**To do:** In the passage on beef prices, copy out the part that opens with the words containing "Corn farmers can" and closes with "longer beef cycle.", renaming every "hog farmer" there as "pig farmer".

**Document section:**
Today’s beef prices aren’t a short-term spike; they are the predictable result of long-term supply constraints colliding with a stronger demand for protein.

So Why Aren’t Ranchers Just Breeding More Cattle?

That’s the logical question — and ranchers are hearing it plenty. The honest answer is that raising cattle has a long growth cycle and the economics are brutally uncertain.

Beef as a Commodity

Corn farmers can respond to market signals within a single growing season. A hog farmer can take a piglet to market weight in about six months. A chicken? Forty-seven days from hatch to your plate.

However, cattle are a completely different story.

A cow-calf rancher who decides today to expand their herd is looking at nine months of pregnancy, followed by another two to three years of grazing and growing before those calves are anywhere near market weight and ready for processing.

Consumers don’t see this natural advantage over beef, but they do see the price discrepancy of higher beef costs resulting from the longer beef cycle.

Factoring in Uncertainty

Consider what a rancher faces today: high land costs, rising interest rates, urban sprawl eating into ranch acreage, and an aging farm labor force that’s increasingly hard to replace.

Add to that the basic math of the cattle business — sell a calf now and have income today, or hold off for a year and a half and hope the market cooperates when you finally bring them to market.

Weather makes it even harder. The droughts of recent years, especially in Texas and the Southern Plains, burned up grazing pasture which forced many ranchers to cull their herds. Many are reluctant to rebuild until they’re sure another drought isn’t lurking around the corner. That caution is rational, but it adds up to a market with no quick fixes.

Plant closures haven’t helped either. Tyson Foods closed its Nebraska beef processing facility last November. It also converted its Texas facility to a single shift. When a major processor reduces capacity, the whole supply chain tightens.

Finally, imported cattle from Mexico, which account for 3.4% of the total U.S. calf crop, have come to a halt due to the screwworm disease. It doesn’t sound like a big percentage, but that is 1.1 million cattle not coming to the U.S. for processing. Since July 2025, the USDA has banned live cattle to prevent the screwworm from infecting US cattle. Just another squeeze on an already tight supply.

Data drawn from a collection:
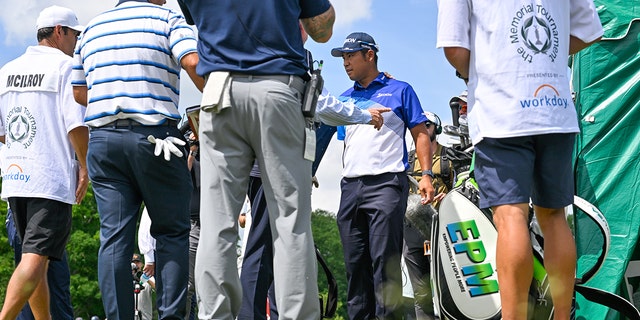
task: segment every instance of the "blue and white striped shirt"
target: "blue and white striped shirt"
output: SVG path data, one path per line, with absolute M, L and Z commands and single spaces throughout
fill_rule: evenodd
M 196 37 L 177 12 L 128 1 L 89 22 L 74 54 L 72 84 L 87 86 L 87 125 L 180 119 L 180 60 Z

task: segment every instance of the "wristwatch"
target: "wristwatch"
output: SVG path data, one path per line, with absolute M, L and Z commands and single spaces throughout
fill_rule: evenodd
M 422 176 L 429 176 L 431 177 L 431 179 L 433 180 L 436 176 L 433 174 L 433 171 L 431 170 L 423 170 L 422 171 Z
M 467 77 L 467 78 L 463 77 L 463 76 L 460 74 L 460 72 L 458 72 L 458 70 L 456 70 L 456 77 L 458 77 L 458 78 L 460 78 L 460 79 L 464 80 L 464 82 L 469 81 L 469 78 L 468 78 L 468 77 Z

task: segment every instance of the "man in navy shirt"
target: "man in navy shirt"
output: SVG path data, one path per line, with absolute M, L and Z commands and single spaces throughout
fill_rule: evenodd
M 298 20 L 312 39 L 326 42 L 333 7 L 328 0 L 183 0 L 181 7 L 198 28 L 196 71 L 207 79 L 198 132 L 198 318 L 238 315 L 236 224 L 257 159 L 274 239 L 280 319 L 318 319 L 311 161 L 303 158 L 305 150 L 315 151 L 305 143 L 315 138 L 301 111 L 308 66 Z

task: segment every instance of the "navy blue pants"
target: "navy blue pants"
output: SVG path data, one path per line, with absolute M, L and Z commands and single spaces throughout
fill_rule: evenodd
M 343 178 L 338 230 L 347 270 L 349 319 L 401 319 L 406 173 Z
M 273 291 L 273 239 L 267 200 L 262 190 L 262 179 L 249 178 L 247 191 L 251 201 L 251 229 L 242 260 L 242 306 L 239 320 L 266 320 L 266 302 L 269 297 L 270 317 L 278 319 Z
M 156 239 L 156 296 L 160 319 L 184 319 L 189 277 L 189 201 L 184 156 L 153 154 L 147 136 L 182 137 L 173 126 L 92 129 L 87 166 L 100 213 L 98 280 L 109 320 L 134 318 L 131 256 L 144 202 Z
M 11 209 L 7 210 L 7 234 L 9 244 L 13 247 L 13 257 L 16 266 L 22 260 L 22 240 L 16 230 L 13 222 L 13 213 Z M 73 307 L 71 306 L 69 261 L 67 259 L 67 251 L 65 250 L 60 261 L 49 261 L 49 269 L 47 269 L 47 281 L 49 284 L 49 298 L 52 319 L 71 320 L 73 319 Z M 27 302 L 20 314 L 18 320 L 34 320 L 33 313 Z

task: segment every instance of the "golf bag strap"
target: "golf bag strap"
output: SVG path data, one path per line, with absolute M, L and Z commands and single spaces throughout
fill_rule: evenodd
M 327 277 L 327 283 L 329 284 L 329 288 L 327 290 L 327 305 L 323 310 L 324 312 L 322 312 L 322 318 L 333 318 L 336 314 L 336 310 L 338 309 L 338 283 L 331 270 L 329 270 L 329 266 L 324 260 L 324 257 L 322 257 L 318 247 L 316 247 L 316 258 L 320 263 L 320 266 L 322 266 L 322 270 L 324 270 L 324 274 Z
M 576 284 L 575 290 L 589 301 L 620 312 L 626 319 L 640 320 L 640 312 L 638 309 L 636 309 L 631 302 L 619 295 L 581 284 Z
M 592 205 L 588 201 L 578 197 L 573 197 L 573 204 L 578 207 L 582 212 L 584 212 L 593 222 L 596 223 L 600 232 L 602 232 L 602 236 L 604 240 L 602 241 L 602 250 L 600 251 L 600 256 L 596 263 L 591 267 L 591 269 L 587 270 L 581 278 L 577 279 L 578 284 L 583 284 L 589 281 L 602 267 L 605 258 L 609 254 L 609 241 L 611 239 L 611 231 L 609 230 L 609 224 L 607 224 L 607 219 L 605 219 L 604 215 L 596 206 Z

**Your solution:**
Corn farmers can respond to market signals within a single growing season. A pig farmer can take a piglet to market weight in about six months. A chicken? Forty-seven days from hatch to your plate.

However, cattle are a completely different story.

A cow-calf rancher who decides today to expand their herd is looking at nine months of pregnancy, followed by another two to three years of grazing and growing before those calves are anywhere near market weight and ready for processing.

Consumers don’t see this natural advantage over beef, but they do see the price discrepancy of higher beef costs resulting from the longer beef cycle.